Sen. Chris Van Hollen, D-Md., accused Israeli Prime Minister Benjamin Netanyahu of pulling President Donald Trump into a war with Iran during an NBC “Meet the Press” interview as Trump returned from talks in China that produced no public pledge to broker an end to the fighting. Van Hollen argued the president was “dragged into this war” and pointed to Netanyahu’s public comments about removing Iran’s nuclear material, while the White House says the campaign aimed to eliminate an “imminent nuclear threat.”

Van Hollen leveled sharp criticism, saying “The president got dragged into this war. Prime Minister Netanyahu said that he’d been waiting 40 years for somebody to go to war with him in Iran. He found a president stupid enough to do it,” he said. “I blame Donald Trump for that decision, but here we are.” His lines are designed to pin the costs and chaos of conflict on the White House.

From a Republican perspective, that accusation flips reality. President Trump campaigned on strong national defense and confronting threats before they reach our shores, and many conservatives see military action against Iran as reluctant, targeted pressure to prevent a nuclear-armed regime from gaining the means to hit the United States and allies. The administration insists the moves were about stopping an imminent threat, not reckless adventurism.

Van Hollen also dismissed any role for China, saying “I don’t think we need China’s support,” and arguing “I think the fastest way to end the war in Iran is just to stop digging a hole even deeper, and that’s what we should do right now.” Democrats who call for a quick retreat are asking the U.S. to back away from a credible deterrent while Tehran still threatens the region and American interests.

There’s a clean, conservative case to make: leadership requires decisions that are unpopular but necessary when nuclear proliferation is on the table. Critics point to the Obama-era diplomacy, but the JCPOA is not the unqualified success some portray. Van Hollen praised that agreement, noting, “The JCPOA prevented Iran from getting a nuclear weapon. It dramatically contained its nuclear enrichment program, and it had the world’s most intense inspection regime.”

Still, many Republicans argue the JCPOA left gaps and sunset clauses that let Iran resume its program once restrictions eased. That is precisely why the Trump administration took a harder line, claiming it had severely degraded Iran’s enrichment capacity. Van Hollen repeated the administration’s own earlier boasting back in his critique: “Just last year, Donald Trump told the country that he had obliterated Iran’s nuclear enrichment program, taken care of it, and his head of DNI, Tulsi Gabbard, testified that they have no evidence that Iran wants to resume it,” Van Hollen said.

**Prompt 1**
Reproduce the Van Hollen article word for word between "Van Hollen leveled" and "not reckless adventurism.", inclusive.
**Prompt 2**
According to the Van Hollen article, how many years did Netanyahu say he had been waiting for somebody to go to war with him in Iran?
**Prompt 3**
Write the next part of the Van Hollen article, picking up after its final sentence.

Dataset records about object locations
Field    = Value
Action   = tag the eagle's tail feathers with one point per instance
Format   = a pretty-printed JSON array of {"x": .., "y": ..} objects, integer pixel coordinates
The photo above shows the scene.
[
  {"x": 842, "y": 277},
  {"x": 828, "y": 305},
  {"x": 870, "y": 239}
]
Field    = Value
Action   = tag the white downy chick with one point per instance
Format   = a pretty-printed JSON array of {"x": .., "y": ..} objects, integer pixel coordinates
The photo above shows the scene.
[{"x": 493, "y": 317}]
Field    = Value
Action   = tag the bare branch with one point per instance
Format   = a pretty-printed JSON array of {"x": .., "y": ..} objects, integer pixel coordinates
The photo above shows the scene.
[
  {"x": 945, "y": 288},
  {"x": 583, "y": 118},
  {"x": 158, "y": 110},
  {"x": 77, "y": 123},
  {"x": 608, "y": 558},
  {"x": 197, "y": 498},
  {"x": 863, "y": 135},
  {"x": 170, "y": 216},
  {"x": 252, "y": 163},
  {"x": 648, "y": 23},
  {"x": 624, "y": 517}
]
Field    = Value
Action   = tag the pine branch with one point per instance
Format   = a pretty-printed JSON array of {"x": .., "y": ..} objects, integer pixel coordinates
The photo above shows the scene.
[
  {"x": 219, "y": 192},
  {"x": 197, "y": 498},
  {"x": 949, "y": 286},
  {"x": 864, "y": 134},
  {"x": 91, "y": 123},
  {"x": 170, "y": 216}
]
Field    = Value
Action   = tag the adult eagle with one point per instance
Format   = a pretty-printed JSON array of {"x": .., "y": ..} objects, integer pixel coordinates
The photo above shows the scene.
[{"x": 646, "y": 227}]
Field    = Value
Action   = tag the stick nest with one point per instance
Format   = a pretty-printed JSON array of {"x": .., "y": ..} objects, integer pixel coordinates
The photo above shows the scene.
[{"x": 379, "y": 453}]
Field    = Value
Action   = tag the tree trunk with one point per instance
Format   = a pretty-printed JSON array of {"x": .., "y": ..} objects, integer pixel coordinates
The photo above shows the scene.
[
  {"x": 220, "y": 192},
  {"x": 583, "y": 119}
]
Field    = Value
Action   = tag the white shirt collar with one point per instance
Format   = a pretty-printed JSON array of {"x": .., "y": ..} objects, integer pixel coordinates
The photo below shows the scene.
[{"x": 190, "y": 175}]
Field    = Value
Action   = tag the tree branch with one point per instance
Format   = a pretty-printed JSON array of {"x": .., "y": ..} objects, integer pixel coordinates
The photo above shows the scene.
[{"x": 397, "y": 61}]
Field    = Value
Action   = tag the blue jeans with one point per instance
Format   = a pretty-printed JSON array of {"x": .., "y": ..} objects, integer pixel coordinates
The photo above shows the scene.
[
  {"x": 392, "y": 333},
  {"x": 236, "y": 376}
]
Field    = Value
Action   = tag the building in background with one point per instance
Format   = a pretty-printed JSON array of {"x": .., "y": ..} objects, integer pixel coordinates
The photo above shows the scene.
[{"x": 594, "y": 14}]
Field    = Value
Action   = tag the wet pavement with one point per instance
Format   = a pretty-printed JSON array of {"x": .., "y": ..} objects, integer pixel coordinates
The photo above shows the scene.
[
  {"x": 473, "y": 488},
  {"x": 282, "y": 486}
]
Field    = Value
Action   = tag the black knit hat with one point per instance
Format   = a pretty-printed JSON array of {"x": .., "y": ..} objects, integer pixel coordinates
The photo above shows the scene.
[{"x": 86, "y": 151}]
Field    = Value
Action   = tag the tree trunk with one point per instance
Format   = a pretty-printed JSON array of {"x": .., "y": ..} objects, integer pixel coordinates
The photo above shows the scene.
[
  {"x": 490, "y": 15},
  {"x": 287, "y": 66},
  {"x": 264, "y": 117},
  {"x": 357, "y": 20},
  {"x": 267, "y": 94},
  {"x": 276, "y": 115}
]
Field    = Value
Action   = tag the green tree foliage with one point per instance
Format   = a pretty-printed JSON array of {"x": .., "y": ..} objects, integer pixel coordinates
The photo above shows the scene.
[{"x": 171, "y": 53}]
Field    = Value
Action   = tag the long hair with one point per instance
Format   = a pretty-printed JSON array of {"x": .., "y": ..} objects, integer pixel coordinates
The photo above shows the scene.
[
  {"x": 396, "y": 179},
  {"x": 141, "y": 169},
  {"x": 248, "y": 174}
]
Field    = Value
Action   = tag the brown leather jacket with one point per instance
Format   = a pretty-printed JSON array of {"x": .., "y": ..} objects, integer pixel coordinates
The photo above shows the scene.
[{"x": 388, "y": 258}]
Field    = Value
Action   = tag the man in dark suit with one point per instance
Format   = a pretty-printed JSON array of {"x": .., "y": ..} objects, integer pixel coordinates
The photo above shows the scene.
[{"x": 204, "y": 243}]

**Expected answer 1**
Van Hollen leveled sharp criticism, saying “The president got dragged into this war. Prime Minister Netanyahu said that he’d been waiting 40 years for somebody to go to war with him in Iran. He found a president stupid enough to do it,” he said. “I blame Donald Trump for that decision, but here we are.” His lines are designed to pin the costs and chaos of conflict on the White House.

From a Republican perspective, that accusation flips reality. President Trump campaigned on strong national defense and confronting threats before they reach our shores, and many conservatives see military action against Iran as reluctant, targeted pressure to prevent a nuclear-armed regime from gaining the means to hit the United States and allies. The administration insists the moves were about stopping an imminent threat, not reckless adventurism.

**Expected answer 2**
40 years.

**Expected answer 3**
Netanyahu’s posture figures into the political fight. The Israeli leader told CBS’s “60 Minutes” that the nuclear material must be removed as the only route to ending the conflict, flatly saying, “You go in, and you take it out.” That blunt prescription underscores why American policymakers and allies grew convinced pressure alone wouldn’t be enough.

The White House has defended the campaign as a necessary military effort to eliminate an “imminent nuclear threat,” and it pushed the same line in public statements that Iran’s nuclear facilities had been “obliterated.” For conservatives, those words reflect action rather than weakness and a willingness to enforce red lines that prior administrations declined to defend effectively.

Still, Democrats including Van Hollen frame this as proof of broken promises on wars and household costs, insisting Trump ran to keep the U.S. out of new conflicts and to lower prices. Van Hollen argued the war undermines those pledges and blamed the president for rising costs, a political critique aimed at domestic fallout rather than strategic outcomes abroad.

Political noise will intensify as Congress and the courts wrestle with oversight and authority questions. Republicans will press the argument that confronting nuclear threats is part of preserving peace, not starting endless wars, while Democrats will paint any military pressure as a dangerous drift toward escalation. The debate will hinge on whether action is judged necessary defense or avoidable provocation.